* [EXCERPTED DATA]:
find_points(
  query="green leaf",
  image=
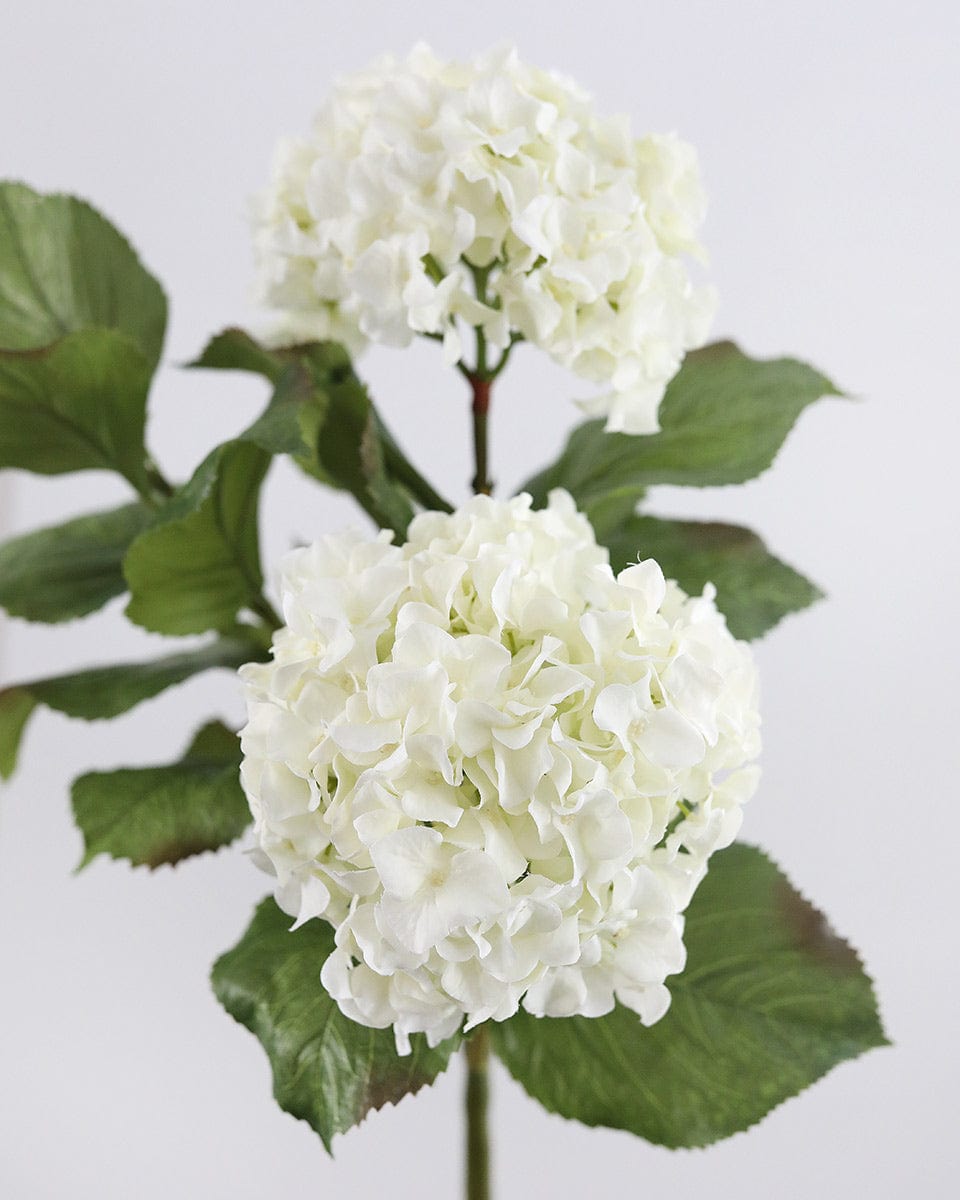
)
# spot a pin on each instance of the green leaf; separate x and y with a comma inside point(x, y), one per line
point(199, 564)
point(237, 351)
point(156, 815)
point(69, 570)
point(79, 405)
point(65, 268)
point(723, 420)
point(328, 1071)
point(754, 589)
point(771, 1000)
point(322, 415)
point(102, 693)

* [DIRECTIONS FOR THIS TASK]: Repeat the data word for word. Skip the pictures.

* [RESPONSE BOX]:
find_points(
  query="green leaf",
  image=
)
# spot a pin on each instance of the green leaf; separate x and y with a comma inside point(x, y), one per line
point(199, 564)
point(237, 351)
point(156, 815)
point(69, 570)
point(79, 405)
point(65, 268)
point(723, 420)
point(328, 1071)
point(754, 589)
point(771, 1000)
point(322, 415)
point(102, 693)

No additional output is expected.